## Start Dataset rows

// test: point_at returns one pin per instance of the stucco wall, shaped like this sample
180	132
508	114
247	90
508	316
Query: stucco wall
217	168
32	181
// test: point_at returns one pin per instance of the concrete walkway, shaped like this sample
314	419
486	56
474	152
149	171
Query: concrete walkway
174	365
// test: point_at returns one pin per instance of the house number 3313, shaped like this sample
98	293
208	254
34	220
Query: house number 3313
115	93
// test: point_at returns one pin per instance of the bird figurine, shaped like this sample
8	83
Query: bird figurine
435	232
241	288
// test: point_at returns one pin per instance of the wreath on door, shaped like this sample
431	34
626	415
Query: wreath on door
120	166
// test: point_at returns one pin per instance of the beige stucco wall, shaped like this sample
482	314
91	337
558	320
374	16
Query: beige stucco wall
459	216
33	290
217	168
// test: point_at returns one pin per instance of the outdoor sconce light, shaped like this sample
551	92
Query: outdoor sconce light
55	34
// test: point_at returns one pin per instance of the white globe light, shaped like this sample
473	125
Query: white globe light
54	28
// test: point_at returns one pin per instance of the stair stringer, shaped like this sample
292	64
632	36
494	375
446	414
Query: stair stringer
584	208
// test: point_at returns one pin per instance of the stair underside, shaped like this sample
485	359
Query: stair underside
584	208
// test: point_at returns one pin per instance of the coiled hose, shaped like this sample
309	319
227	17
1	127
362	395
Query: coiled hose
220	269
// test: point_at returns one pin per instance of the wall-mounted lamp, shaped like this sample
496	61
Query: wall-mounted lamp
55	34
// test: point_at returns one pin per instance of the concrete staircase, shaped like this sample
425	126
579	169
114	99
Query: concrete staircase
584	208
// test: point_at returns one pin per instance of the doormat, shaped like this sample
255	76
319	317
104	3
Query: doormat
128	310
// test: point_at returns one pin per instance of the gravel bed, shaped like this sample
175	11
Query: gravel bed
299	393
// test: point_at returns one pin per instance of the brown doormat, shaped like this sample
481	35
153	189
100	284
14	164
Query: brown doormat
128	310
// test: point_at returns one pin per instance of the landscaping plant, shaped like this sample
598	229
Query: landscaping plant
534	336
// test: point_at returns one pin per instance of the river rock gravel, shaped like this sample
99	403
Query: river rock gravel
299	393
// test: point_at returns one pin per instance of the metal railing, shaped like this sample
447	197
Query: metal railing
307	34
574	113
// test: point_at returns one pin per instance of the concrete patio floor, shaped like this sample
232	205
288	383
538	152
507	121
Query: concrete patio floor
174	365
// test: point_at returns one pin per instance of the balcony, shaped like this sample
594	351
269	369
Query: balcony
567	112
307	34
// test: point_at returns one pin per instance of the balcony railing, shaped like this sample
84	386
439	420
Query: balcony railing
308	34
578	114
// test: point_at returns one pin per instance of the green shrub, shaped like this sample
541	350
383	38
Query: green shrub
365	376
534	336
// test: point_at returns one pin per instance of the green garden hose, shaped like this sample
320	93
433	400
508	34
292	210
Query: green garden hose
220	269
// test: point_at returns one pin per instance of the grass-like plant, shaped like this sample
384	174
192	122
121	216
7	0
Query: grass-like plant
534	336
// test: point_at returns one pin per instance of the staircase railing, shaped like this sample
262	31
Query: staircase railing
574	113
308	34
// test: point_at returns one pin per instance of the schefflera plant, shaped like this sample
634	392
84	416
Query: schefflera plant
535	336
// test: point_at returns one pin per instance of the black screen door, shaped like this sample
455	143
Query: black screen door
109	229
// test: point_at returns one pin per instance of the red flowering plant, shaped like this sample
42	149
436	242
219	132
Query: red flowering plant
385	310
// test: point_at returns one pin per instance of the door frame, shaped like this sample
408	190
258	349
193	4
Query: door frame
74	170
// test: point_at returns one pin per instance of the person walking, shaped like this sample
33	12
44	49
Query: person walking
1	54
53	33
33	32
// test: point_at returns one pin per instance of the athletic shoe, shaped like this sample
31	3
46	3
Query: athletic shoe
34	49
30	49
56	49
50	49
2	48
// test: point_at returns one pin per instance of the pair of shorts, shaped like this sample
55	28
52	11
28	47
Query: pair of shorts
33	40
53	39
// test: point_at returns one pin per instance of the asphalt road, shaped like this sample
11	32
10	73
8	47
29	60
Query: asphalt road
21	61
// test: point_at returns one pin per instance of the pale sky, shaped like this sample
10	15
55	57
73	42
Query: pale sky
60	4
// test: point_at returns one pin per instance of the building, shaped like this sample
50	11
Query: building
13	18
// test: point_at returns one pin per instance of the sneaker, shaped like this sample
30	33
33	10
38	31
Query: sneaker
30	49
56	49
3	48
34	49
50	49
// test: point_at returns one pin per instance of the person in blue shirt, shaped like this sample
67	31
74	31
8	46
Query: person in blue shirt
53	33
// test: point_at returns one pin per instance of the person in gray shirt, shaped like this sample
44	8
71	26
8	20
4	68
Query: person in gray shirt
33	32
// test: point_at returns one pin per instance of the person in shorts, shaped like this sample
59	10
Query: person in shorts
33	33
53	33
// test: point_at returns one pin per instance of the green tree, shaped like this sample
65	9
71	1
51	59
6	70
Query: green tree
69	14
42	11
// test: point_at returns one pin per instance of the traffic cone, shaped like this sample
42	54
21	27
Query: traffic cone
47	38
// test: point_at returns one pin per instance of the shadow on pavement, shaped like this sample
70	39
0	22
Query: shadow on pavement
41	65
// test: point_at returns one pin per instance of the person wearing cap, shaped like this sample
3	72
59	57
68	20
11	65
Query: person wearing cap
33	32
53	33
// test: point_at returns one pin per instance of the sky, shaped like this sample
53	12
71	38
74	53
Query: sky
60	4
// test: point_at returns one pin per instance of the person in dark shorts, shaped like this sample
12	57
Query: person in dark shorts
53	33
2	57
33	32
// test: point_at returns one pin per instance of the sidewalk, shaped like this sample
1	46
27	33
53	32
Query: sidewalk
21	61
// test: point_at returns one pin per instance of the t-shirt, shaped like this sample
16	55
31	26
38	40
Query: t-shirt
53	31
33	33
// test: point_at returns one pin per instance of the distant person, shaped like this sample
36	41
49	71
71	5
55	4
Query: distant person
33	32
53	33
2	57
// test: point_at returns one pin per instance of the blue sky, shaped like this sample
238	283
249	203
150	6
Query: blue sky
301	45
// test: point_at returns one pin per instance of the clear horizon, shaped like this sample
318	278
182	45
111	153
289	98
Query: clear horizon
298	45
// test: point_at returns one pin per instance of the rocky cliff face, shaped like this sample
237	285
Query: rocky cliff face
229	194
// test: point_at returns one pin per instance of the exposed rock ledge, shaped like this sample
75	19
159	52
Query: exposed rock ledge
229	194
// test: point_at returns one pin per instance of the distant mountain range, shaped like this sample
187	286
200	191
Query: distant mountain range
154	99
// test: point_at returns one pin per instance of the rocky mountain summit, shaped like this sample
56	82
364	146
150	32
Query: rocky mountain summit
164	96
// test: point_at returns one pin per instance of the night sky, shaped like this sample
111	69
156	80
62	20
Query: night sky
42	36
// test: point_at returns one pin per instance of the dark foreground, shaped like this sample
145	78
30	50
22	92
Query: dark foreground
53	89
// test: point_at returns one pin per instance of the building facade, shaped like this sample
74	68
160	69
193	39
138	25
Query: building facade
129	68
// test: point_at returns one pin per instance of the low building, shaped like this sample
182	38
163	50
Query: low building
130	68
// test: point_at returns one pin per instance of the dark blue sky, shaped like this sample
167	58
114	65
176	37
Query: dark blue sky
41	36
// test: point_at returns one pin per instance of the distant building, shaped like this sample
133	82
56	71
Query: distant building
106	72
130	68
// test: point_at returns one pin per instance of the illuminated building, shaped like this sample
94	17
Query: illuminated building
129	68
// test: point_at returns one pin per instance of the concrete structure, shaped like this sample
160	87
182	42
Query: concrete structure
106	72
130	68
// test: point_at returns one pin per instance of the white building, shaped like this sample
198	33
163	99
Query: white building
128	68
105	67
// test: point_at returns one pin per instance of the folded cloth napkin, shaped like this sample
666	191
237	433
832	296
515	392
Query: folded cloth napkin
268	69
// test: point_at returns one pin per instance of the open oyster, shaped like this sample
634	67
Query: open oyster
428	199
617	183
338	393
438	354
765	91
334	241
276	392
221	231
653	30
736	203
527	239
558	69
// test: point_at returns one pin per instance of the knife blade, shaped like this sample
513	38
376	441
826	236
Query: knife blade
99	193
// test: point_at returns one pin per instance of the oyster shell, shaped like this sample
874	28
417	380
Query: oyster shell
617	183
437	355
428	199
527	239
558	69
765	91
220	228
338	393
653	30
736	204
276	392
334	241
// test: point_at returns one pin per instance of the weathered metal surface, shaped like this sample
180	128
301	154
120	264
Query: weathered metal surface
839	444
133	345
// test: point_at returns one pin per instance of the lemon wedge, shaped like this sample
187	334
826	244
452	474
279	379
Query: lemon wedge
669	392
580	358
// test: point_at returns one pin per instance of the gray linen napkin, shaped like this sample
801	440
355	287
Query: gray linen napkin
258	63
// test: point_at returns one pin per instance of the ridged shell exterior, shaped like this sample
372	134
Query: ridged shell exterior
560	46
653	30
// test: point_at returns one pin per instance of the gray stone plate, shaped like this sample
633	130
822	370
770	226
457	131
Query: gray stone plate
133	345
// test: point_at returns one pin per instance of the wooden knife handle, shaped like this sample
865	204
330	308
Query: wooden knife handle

## End Dataset rows

Description of the task: Nothing but the lines from the one with "blade, shaped like this sample" through the last line should be repeated, each exactly as it stands.

Written solution:
// test: point_at returns one pin per instance of the knife blade, shaped like this sample
513	38
376	441
826	236
Query: knife blade
99	193
// test: point_at returns one pin per instance of the oyster shell, shaped like this sample
874	28
417	380
Query: oyster shell
617	183
437	355
428	199
527	239
558	69
765	91
220	228
338	393
653	30
736	204
276	392
334	241
// test: point_at returns one pin per instance of the weathered metal surface, shaped like this sample
180	128
301	154
120	264
Query: weathered metal surface
839	444
133	345
// test: point_at returns one pin per instance of the lemon wedge, shaped like this sample
187	334
826	244
452	474
279	379
Query: lemon wedge
669	392
580	358
// test: point_at returns one pin per instance of the gray linen napkin, shaped like this sample
801	440
355	287
Query: gray linen napkin
258	63
// test: point_at returns one pin per instance of the ridged shell exterior, shaped like this sample
372	134
Query: ridged shell exterior
560	46
653	30
// test: point_at returns one pin per instance of the gray stone plate, shaped like this sample
633	130
822	370
770	226
457	131
Query: gray stone plate
133	345
// test: point_at returns one pin per instance of the wooden knife handle, shaped like this sample
865	204
330	308
Query: wooden knife handle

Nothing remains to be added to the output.